Extract to read section start

Title of the work
Country of the First Edition
Country/countries of popularity
Original Language
First Edition Date
First Edition Details
Yan Marchand, Les Mystères d’Héraclite. Paris: Les Petits Platons, 2015, 64 pp.
ISBN
Official Website
The book’s page on the official website of the publishing house (Accessed: November 5, 2021).
Available Onllne
Available for purchase on the official website of the publishing house (Accessed: November 5, 2021).
Genre
Fiction
Illustrated works
Philosophical fiction
Short stories
Target Audience
Crossover
Cover
Courtesy of the Publisher.
Author of the Entry:
Angelina Gerus, University of Warsaw, angelina.gerus@gmail.com
Peer-reviewer of the Entry:
Katarzyna Marciniak, University of Warsaw, kamar@al.uw.edu.pl
Elżbieta Olechowska, University of Warsaw, elzbieta.olechowska@gmail.com
Courtesy of the Author.
Yan Marchand
, b. 1978
(Author)
Yan Marchand, born in 1978, is a writer of books for young adults, based in Brest. Holding a PhD in philosophy from the Université de Rennes 1, he offers philosophy workshops for children and teenagers from 5 up to 17 years. He also runs trainings and lectures for teachers and childcare professionals wishing to incorporate philosophy into their practices. In cooperation with the Paris-based publishing house, “Les petits Platons”, Yan Marchand authored several children's books including Diogène l’homme chien (Diogenes the Dog-Man, 2011), Le rire d’Épicure (The Laughter of Epicurus, 2012), Socrate sort de l’ombre (Socrates Comes out of the Shadows, 2012), La révolte d’Épictète (The Revolt of Epictetus, 2014), Les mystères d'Héraclite (The Mysteries of Heraclitus, 2015), Socrate président ! (Socrates the President !, 2017).
Sources:
Personal webpage (Accessed: October 13, 2021).
lespetitsplatons.com (Accessed: October 13, 2021).
catalogue.bnf.fr (Accessed: October 13, 2021).
idref.fr (Accessed: October 13, 2021).
Bio prepared by Angelina Gerus, University of Warsaw, angelina.gerus@gmail.com
Questionnaire
1. What drew you to working with Greek and Roman philosophy?
— The encounter with Antiquity occurred, as it does for many children, through mythology. Digging to the right, to the left I ran into a book of Sophocles. It fascinated me, and, mixing up pretty much everything at the time, I put all the Ancients in the same basket; so I began to read Aeschylus, Horace, but also Seneca, Lucretius, Epictetus, Plato, not knowing yet that it was philosophy. And that captivated me: finally, books that did not tell stories but proposed ways of living in connection with a better understanding of the world and our finitude.

Extract to read section end
Records section start

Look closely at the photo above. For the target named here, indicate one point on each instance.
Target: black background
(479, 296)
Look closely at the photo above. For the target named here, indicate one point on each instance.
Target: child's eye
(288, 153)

Records section end
Records section start

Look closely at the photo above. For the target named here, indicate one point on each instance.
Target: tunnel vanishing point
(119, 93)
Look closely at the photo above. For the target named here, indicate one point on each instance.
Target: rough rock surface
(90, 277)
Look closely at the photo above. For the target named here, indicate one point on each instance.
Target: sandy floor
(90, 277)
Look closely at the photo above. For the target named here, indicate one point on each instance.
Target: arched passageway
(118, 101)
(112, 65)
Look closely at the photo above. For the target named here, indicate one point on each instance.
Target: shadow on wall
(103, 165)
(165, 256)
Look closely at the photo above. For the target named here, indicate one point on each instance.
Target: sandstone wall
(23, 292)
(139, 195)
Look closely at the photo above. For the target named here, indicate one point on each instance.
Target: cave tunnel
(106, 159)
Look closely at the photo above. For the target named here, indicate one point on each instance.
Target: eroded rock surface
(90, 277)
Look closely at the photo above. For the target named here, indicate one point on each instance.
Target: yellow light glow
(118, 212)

Records section end
Records section start

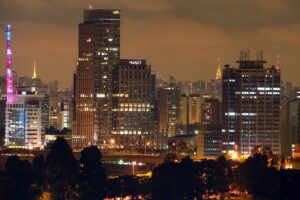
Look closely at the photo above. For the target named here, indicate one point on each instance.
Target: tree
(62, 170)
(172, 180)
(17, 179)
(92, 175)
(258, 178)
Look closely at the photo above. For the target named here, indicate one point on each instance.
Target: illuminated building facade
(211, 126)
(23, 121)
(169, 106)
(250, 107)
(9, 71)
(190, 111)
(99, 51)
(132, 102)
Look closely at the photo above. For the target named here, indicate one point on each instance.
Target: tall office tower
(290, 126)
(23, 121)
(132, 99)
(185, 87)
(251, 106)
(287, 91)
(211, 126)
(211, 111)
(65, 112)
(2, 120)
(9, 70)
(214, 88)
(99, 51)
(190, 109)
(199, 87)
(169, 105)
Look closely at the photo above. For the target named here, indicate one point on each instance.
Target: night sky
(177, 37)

Records section end

§ **Problem statement**:
Write out the passage from the entry on Les Mystères d'Héraclite starting with "catalogue.bnf.fr (Accessed: October" and going on through "and our finitude.". The records play no part in what you need to do here.

§ **Output for this exercise**:
catalogue.bnf.fr (Accessed: October 13, 2021).
idref.fr (Accessed: October 13, 2021).
Bio prepared by Angelina Gerus, University of Warsaw, angelina.gerus@gmail.com
Questionnaire
1. What drew you to working with Greek and Roman philosophy?
— The encounter with Antiquity occurred, as it does for many children, through mythology. Digging to the right, to the left I ran into a book of Sophocles. It fascinated me, and, mixing up pretty much everything at the time, I put all the Ancients in the same basket; so I began to read Aeschylus, Horace, but also Seneca, Lucretius, Epictetus, Plato, not knowing yet that it was philosophy. And that captivated me: finally, books that did not tell stories but proposed ways of living in connection with a better understanding of the world and our finitude.